> [Soal dan Tugas]
1 > Ringkaslah paragraf dalam potongan dokumen yang diawali dengan "Meskipun meyakini adanya Tuhan" menjadi dua kalimat tanpa menghilangkan fakta utamanya.
2 > Jawablah tiga pertanyaan berikut berdasarkan potongan dokumen, dan tandai setiap jawaban dengan huruf yang sama dengan pertanyaannya.
(a) Apa nama bentuk kesalahan berpikir yang disebut dalam potongan dokumen?
(b) Apa yang membuat seseorang hanya berputar-putar dan akhirnya kebingungan dengan argumennya sendiri?
(c) Apa yang terjadi pada cahaya fitrah manusia yang lupa kepada Sang Pencipta?
3 > Lanjutkan potongan dokumen tentang akal dan konsep ketuhanan, dimulai setelah kalimat terakhirnya.

> [Potongan Dokumen]
╔══

Pada dasarnya jawaban ini tidaklah salah. Namun, dengan melirik sekilas, ini adalah bentuk kesalahan berpikir. Oleh karena, ada rantai yang tidak dijawab oleh seseorang, hingga menyebabkan ia hanya berputar-putar dan akhirnya kebingungan sendiri dengan argumen yang dibangunnya. Bentuk kesalahan berpikir ini dikenali dengan circular reasoning atau berputar-putar.

AKal dan konsep Ketuhanan


Meskipun meyakini adanya Tuhan adalah masalah Fithri yang tertanam dalam diri setiap manusia, namun karena kecintaan mereka kepada dunia yang berlebihan sehingga mereka disibukkan dengannya, mengakibatkan mereka lupa kepada Sang Pencipta dan kepada jati diri mereka sendiri. Yang pada gilirannya, cahaya Fitrah mereka redup atau bahkan padam.

╚══

> [Baris Data]
╔══

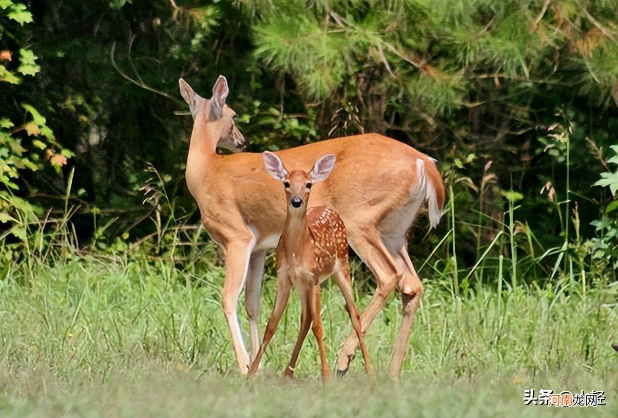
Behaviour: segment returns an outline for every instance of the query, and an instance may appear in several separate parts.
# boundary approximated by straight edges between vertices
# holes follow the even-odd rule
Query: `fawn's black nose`
[[[303,200],[298,196],[294,196],[290,200],[290,204],[292,205],[292,207],[293,208],[300,208],[300,205],[303,204]]]

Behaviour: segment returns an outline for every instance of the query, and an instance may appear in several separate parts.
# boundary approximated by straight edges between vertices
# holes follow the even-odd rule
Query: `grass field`
[[[240,377],[219,303],[222,270],[198,270],[103,256],[6,267],[0,417],[618,416],[616,286],[585,296],[505,288],[499,296],[480,286],[454,297],[446,284],[425,280],[401,382],[382,375],[400,320],[392,299],[367,335],[381,375],[367,379],[359,356],[343,380],[323,385],[311,335],[298,378],[278,377],[298,330],[294,297],[261,375]],[[262,330],[274,285],[266,279]],[[357,297],[361,307],[368,302]],[[334,366],[351,326],[330,283],[323,318]],[[524,406],[523,390],[541,388],[604,390],[607,404]]]

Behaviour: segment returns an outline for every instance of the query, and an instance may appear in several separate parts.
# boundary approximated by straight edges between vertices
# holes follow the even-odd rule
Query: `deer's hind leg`
[[[264,339],[262,340],[262,343],[260,345],[260,348],[258,349],[255,357],[249,368],[250,375],[255,374],[258,371],[258,369],[260,368],[260,362],[261,361],[264,351],[266,349],[273,336],[274,335],[275,331],[277,331],[279,321],[281,319],[281,315],[283,315],[283,312],[286,310],[291,288],[292,284],[287,277],[281,277],[277,279],[277,297],[275,299],[274,307],[273,308],[273,313],[271,314],[266,328],[264,331]]]
[[[410,335],[412,332],[412,325],[414,323],[414,315],[420,305],[421,297],[423,295],[423,284],[421,283],[418,275],[417,274],[412,262],[410,259],[408,250],[405,244],[395,251],[393,251],[397,262],[404,271],[404,276],[400,282],[399,289],[401,291],[401,302],[402,317],[401,326],[395,339],[392,354],[391,357],[391,364],[389,367],[389,374],[393,378],[399,378],[401,371],[401,365],[405,356],[408,348]]]
[[[365,333],[384,306],[386,298],[397,288],[402,274],[399,265],[382,242],[379,231],[373,227],[355,226],[346,224],[348,241],[354,252],[373,273],[377,284],[373,297],[361,316],[362,331]],[[345,340],[339,353],[338,375],[342,376],[347,371],[358,346],[358,338],[353,332]]]
[[[350,320],[352,322],[352,327],[356,333],[357,338],[360,344],[360,351],[363,353],[363,360],[365,362],[365,371],[368,375],[373,373],[373,366],[371,360],[369,358],[369,351],[365,343],[365,335],[363,333],[362,327],[360,323],[360,315],[358,314],[358,309],[354,303],[354,296],[352,288],[352,278],[350,276],[350,267],[348,265],[347,260],[344,262],[345,265],[335,270],[334,276],[337,281],[337,284],[343,294],[344,299],[345,299],[345,310],[347,310],[348,315],[350,315]]]

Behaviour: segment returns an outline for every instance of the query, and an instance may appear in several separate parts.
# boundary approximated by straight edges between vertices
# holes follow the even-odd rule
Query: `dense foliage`
[[[423,275],[585,291],[618,268],[617,56],[612,0],[0,0],[5,245],[195,257],[177,79],[222,74],[250,151],[378,132],[438,158]]]

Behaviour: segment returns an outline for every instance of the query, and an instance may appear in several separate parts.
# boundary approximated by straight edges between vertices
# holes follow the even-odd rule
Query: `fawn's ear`
[[[320,157],[313,164],[313,168],[309,172],[311,181],[317,183],[318,181],[326,180],[335,166],[334,154],[326,154]]]
[[[223,115],[223,106],[226,104],[226,99],[229,92],[227,80],[226,77],[219,75],[213,86],[213,98],[210,100],[211,120],[216,121]]]
[[[182,79],[178,80],[178,87],[180,89],[180,95],[185,100],[187,104],[189,105],[189,110],[191,111],[191,116],[194,118],[197,113],[199,100],[203,98],[200,95],[195,93],[191,88],[188,83]]]
[[[262,159],[264,160],[264,168],[266,171],[277,180],[282,181],[287,176],[287,170],[276,154],[265,151],[262,153]]]

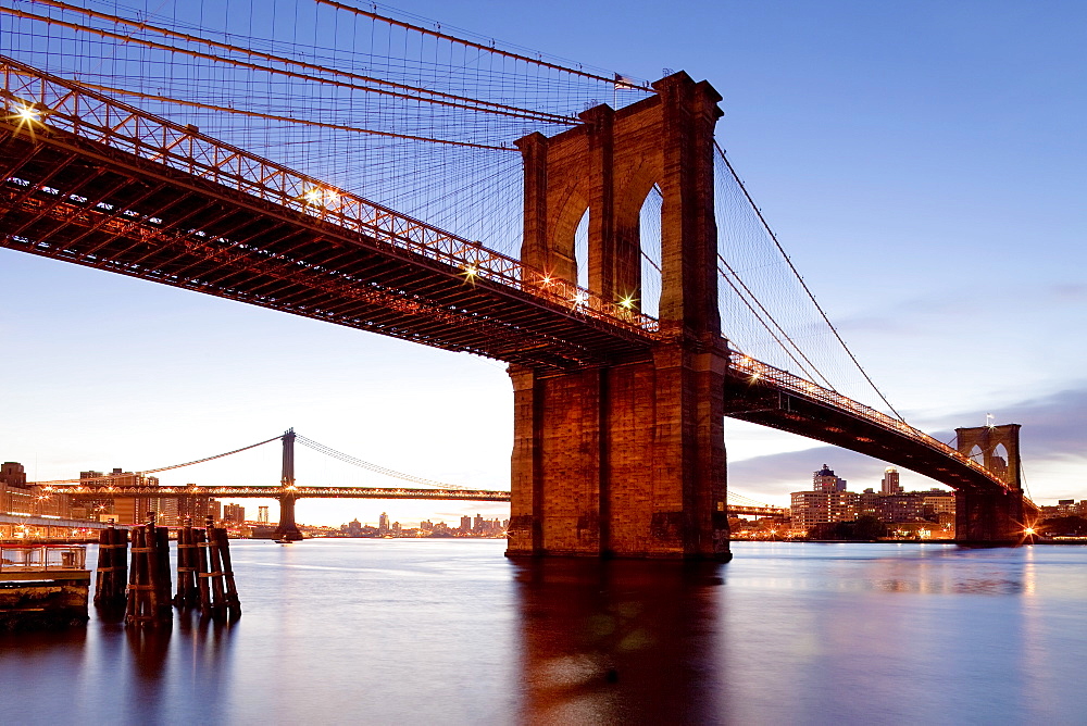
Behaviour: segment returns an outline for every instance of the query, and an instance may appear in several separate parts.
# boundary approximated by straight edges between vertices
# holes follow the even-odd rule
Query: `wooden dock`
[[[82,544],[0,543],[0,630],[85,625],[86,562]]]

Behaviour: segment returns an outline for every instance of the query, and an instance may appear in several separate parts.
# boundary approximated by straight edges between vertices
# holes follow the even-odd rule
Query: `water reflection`
[[[523,723],[712,723],[722,565],[518,562]]]

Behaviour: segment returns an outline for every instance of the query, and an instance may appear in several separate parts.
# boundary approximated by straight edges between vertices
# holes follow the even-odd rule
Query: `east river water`
[[[234,541],[230,627],[0,636],[0,723],[1087,723],[1085,547],[503,549]]]

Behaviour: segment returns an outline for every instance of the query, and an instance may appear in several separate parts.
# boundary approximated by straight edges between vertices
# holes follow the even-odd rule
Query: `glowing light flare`
[[[335,189],[313,187],[302,192],[302,201],[310,206],[324,206],[325,209],[332,209],[339,204],[340,193]]]
[[[18,123],[21,124],[41,123],[41,112],[33,105],[27,105],[25,103],[15,109],[15,117],[18,118]]]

╚══

> [Jawaban per Tugas]
1 > Keyakinan akan adanya Tuhan adalah masalah fitri yang tertanam dalam diri setiap manusia. Namun, kecintaan yang berlebihan kepada dunia membuat manusia sibuk dengannya hingga lupa kepada Sang Pencipta dan jati dirinya, sehingga cahaya fitrahnya redup atau bahkan padam.

2 >
(a) Circular reasoning atau berputar-putar.
(b) Ada rantai yang tidak dijawab olehnya.
(c) Cahaya fitrah mereka redup atau bahkan padam.

3 >
Walaupun demikian, jalan menuju Allah itu banyak. Para Ahli ma'rifat berkata,"Jalan-jalan menuju ma'rifatullah sebanyak nafas makhluk." Salah satu jalan ma'rifatullah adalah akal. Terdapat sekelompok kaum muslim, golongan ahli hadis (Salafi) atau Wahabi, yang menolak peran aktif akal sehubungan dengan ketuhanan. Mereka berpendapat, bahwa satu-satunya jalan untuk mengetahui Allah adalah nash (Al-Qur'an dan hadis). Merka beralasan dengan adanya sejumlah ayat atau riwayat yang secara lahiriah melarang menggunakan akal (ra'yu). Padahal kalau kita perhatikan, ternyata Al-Qur'an dan hadis sendiri mengajak kita untuk menggunakan akal, bahkan menggunakan keduanya ketika menjelaskan keberadaan Allah lewat argumentasi (burhan) Aqli. Pada edisi berikutnya, Insya Allah akan kita bicarakan tentang Al-Qur'an, hadis dan konsep ketuhanan.
Dalam persepsi mereka, membicarakan agama adalah suatu hal yang sangat sensitif dan akan merenggangkan hubungan antara manusia. Agama merupakan sesuatu yang sangat personal dan tidak perlu diungkap dalam forum-forum umum dan terbuka. Jika harus berbicara agama pun, maka ruang lingkupnya harus dibatasi pada sisi peribadatan saja.

Bisakah Tuhan dibuktikan dengan akal ?

Sebenarnya pertanyaan ini tidaklah tepat, karena bukan saja Allah bisa dibuktikan dengan akal. Bahkan, pada beberapa kondisi dan situasi hal itu harus dibuktikan dengan akal, dan tidak mungkin melakukan pembuktian tanpa akal.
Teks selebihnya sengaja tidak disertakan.